Gather every line in the records below that contains the word "shirt".

Referring expression pointing data:
_____

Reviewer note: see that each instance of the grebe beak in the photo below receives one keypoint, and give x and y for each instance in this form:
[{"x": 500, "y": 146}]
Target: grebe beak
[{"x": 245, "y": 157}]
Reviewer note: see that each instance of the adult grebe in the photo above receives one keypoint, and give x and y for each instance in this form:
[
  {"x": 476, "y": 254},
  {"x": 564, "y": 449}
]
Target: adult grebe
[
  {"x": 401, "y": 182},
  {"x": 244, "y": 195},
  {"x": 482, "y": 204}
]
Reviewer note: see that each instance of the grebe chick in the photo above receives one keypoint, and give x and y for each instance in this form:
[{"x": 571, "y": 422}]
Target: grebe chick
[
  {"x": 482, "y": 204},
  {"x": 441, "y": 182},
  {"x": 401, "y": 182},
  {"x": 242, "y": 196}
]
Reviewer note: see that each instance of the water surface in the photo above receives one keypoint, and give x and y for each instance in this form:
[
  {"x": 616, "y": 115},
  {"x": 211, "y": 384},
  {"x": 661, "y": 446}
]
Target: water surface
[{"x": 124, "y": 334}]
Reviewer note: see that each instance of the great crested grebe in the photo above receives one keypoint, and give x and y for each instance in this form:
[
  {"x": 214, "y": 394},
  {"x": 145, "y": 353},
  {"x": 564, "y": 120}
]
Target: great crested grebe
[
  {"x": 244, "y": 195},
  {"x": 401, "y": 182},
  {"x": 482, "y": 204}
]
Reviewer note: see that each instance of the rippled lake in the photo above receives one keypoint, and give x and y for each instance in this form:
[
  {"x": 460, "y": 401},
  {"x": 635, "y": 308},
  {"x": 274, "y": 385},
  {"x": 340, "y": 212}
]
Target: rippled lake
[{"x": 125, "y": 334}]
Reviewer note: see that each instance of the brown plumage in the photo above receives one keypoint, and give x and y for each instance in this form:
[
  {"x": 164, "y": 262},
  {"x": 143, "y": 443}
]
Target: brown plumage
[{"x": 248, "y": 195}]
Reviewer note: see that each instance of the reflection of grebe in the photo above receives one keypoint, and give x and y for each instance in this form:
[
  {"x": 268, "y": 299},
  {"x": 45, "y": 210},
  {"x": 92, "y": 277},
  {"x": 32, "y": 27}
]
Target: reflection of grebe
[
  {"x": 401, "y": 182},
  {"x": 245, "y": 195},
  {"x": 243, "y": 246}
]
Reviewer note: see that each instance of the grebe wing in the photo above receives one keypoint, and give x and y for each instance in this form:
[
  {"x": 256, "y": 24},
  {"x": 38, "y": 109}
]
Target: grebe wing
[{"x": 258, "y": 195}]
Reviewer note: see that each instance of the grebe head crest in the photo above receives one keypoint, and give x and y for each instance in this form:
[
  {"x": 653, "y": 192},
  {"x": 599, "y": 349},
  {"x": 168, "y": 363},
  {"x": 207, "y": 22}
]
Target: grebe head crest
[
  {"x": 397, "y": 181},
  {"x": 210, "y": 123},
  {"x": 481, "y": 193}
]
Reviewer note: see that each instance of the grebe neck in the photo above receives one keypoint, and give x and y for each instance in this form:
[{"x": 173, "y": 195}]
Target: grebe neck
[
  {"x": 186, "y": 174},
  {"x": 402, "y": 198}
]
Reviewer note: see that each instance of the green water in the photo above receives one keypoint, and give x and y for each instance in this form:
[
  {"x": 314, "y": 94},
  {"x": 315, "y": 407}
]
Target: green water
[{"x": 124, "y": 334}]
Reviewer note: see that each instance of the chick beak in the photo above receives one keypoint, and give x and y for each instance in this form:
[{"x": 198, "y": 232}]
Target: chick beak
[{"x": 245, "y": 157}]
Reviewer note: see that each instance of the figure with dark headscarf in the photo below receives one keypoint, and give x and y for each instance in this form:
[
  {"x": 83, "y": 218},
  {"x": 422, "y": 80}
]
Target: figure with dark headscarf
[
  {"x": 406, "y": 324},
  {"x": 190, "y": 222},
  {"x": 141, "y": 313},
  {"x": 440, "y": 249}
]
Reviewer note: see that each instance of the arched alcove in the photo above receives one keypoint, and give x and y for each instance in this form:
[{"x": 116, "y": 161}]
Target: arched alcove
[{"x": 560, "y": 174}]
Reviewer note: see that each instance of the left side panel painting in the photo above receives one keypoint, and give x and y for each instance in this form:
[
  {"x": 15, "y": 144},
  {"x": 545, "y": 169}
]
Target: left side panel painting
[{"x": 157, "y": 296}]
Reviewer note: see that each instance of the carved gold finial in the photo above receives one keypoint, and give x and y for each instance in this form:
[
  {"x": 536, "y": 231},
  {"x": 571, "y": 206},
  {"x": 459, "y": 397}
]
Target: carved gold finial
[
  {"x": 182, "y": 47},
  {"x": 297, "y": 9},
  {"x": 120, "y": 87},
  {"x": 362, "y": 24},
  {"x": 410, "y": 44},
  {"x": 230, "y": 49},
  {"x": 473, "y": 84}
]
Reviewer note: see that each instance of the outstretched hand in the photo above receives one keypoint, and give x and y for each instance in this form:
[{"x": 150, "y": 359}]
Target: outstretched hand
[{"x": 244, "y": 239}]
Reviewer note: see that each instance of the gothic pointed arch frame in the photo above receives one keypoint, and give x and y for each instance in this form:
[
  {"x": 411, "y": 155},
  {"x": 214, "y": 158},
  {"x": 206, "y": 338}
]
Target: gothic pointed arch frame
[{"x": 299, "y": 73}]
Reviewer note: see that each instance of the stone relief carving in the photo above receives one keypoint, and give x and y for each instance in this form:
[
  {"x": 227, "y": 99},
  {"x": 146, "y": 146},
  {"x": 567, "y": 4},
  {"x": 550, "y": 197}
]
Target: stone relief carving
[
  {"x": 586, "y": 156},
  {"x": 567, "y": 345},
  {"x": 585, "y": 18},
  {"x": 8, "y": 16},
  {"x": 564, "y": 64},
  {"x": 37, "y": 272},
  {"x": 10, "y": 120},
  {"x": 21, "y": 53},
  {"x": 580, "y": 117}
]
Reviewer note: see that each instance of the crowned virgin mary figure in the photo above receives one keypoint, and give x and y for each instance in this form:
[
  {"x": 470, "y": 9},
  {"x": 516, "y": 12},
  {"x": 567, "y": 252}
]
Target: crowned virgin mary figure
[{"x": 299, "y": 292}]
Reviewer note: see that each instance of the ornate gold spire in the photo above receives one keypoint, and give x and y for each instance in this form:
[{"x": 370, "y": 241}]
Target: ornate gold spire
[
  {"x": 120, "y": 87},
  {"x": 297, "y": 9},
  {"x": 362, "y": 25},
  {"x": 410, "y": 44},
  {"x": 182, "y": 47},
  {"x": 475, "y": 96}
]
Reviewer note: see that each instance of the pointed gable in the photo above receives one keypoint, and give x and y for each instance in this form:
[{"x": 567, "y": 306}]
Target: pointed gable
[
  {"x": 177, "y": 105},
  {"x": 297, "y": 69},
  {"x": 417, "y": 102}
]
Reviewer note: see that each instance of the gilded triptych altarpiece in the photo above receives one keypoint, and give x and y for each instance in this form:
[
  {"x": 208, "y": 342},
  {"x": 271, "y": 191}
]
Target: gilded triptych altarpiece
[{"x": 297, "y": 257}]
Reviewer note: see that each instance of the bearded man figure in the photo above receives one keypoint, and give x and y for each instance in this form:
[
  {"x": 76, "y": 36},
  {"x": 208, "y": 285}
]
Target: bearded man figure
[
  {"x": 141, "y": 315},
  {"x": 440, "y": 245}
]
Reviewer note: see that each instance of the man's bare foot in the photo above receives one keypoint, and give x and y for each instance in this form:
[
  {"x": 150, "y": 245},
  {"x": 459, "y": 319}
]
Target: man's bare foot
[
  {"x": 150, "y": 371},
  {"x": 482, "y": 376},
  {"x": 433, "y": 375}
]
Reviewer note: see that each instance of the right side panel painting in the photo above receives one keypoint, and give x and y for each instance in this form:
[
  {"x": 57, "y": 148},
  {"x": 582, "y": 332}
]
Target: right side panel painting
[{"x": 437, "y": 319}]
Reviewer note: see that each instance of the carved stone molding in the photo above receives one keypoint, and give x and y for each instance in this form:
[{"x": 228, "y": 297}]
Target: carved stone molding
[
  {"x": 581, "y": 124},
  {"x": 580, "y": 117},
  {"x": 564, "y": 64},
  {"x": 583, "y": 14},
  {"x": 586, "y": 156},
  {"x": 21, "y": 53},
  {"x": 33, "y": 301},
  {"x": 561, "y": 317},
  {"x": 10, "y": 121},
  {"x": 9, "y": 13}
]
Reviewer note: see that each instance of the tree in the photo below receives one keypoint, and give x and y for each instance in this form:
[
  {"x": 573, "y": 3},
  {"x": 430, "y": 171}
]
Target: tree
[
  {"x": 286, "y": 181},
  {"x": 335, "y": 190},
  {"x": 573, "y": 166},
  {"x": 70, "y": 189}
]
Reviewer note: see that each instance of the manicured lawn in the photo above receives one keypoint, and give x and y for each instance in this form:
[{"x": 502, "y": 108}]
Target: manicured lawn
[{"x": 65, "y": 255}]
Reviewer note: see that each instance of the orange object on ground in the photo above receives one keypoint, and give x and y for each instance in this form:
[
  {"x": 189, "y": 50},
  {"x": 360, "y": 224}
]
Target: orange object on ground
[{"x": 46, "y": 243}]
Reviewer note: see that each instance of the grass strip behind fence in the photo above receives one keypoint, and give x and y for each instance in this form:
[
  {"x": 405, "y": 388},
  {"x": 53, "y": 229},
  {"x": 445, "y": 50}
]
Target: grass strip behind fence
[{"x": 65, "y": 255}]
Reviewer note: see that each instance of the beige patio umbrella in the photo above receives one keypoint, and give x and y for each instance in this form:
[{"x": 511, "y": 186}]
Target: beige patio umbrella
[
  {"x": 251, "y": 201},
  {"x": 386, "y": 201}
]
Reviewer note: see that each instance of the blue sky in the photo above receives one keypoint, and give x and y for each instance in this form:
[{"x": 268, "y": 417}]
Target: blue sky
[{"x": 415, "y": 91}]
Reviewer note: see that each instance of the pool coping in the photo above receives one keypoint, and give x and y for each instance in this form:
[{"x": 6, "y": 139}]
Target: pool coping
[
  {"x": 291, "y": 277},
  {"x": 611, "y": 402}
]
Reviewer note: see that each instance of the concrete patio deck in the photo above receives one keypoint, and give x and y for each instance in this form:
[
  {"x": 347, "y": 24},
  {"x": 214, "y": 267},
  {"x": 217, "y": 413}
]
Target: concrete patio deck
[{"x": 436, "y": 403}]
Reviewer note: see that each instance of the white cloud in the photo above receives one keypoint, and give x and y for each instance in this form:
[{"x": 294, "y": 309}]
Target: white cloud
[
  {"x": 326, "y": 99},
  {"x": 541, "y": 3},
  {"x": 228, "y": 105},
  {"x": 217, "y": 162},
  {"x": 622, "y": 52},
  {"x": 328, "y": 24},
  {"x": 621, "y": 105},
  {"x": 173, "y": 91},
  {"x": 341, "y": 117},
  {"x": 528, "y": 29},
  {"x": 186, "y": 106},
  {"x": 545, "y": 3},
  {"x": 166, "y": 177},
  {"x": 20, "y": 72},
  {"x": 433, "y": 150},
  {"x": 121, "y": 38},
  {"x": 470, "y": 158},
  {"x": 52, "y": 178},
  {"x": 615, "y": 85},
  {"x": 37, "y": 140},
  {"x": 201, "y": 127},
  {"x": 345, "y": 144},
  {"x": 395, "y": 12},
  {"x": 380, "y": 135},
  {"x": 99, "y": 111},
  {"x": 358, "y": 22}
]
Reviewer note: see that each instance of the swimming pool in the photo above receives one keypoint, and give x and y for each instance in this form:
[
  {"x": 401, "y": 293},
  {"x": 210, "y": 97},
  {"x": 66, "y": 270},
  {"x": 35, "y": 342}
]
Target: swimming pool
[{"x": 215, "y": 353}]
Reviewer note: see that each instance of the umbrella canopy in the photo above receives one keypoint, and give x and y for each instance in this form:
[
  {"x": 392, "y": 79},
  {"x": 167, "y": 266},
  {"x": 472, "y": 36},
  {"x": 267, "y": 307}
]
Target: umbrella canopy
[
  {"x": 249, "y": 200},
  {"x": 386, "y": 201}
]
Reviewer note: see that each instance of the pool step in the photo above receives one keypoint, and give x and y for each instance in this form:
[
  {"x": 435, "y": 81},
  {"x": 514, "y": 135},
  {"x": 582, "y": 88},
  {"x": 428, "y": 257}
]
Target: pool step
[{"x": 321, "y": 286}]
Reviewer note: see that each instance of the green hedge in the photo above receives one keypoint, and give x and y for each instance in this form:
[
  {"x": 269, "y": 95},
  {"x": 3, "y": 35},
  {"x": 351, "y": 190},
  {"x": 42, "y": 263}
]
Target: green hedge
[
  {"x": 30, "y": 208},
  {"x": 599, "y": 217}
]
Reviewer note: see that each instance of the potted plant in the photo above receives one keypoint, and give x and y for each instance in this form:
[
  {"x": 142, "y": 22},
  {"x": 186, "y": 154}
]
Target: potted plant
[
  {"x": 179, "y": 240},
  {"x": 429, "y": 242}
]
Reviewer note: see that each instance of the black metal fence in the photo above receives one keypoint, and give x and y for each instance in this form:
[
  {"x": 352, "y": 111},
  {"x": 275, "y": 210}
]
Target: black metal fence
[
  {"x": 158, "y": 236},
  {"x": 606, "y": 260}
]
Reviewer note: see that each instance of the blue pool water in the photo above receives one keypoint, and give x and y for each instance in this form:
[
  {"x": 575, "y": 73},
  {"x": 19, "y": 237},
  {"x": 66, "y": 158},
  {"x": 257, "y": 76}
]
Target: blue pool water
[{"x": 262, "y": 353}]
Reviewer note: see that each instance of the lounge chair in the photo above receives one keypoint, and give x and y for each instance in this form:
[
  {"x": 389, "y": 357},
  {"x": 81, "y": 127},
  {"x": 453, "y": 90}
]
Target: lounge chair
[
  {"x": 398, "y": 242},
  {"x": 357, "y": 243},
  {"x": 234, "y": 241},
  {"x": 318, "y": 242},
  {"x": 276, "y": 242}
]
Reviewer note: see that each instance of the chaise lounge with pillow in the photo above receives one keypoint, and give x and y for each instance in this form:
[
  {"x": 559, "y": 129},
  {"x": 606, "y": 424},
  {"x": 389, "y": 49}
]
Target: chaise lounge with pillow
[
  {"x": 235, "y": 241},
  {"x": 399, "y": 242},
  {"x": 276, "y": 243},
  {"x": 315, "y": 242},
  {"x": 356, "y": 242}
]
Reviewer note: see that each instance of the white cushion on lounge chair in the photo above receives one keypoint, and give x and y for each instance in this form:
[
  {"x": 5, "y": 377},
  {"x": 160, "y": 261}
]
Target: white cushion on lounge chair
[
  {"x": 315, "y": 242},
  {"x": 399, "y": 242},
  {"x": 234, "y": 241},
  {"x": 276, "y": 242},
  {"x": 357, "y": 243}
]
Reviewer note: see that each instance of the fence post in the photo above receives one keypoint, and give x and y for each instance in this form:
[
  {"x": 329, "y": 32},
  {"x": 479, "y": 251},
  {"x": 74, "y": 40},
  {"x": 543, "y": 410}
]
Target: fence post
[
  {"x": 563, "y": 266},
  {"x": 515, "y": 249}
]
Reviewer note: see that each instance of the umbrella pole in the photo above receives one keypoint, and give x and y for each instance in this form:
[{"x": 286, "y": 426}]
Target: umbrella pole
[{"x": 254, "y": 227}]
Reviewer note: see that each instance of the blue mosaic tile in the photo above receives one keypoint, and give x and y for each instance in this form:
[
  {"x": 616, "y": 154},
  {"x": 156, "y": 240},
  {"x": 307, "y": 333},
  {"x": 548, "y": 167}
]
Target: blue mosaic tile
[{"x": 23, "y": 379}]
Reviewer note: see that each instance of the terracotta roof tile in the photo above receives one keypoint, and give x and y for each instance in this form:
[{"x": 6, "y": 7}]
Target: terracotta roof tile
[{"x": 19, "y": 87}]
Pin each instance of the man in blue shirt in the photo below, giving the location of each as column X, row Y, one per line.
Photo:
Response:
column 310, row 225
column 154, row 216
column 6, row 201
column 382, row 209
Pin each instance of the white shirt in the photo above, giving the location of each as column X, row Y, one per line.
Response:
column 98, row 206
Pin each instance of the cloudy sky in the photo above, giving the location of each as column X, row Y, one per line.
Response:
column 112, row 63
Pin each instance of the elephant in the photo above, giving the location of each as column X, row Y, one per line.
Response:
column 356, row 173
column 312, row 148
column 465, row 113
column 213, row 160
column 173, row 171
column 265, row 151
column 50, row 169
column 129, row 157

_____

- _Response for this exercise_:
Pin each instance of the man in blue shirt in the photo below, giving the location of each as column X, row Y, one per line.
Pin each instance of the white shirt in the photo above, giving the location of each as column X, row Y, one per line.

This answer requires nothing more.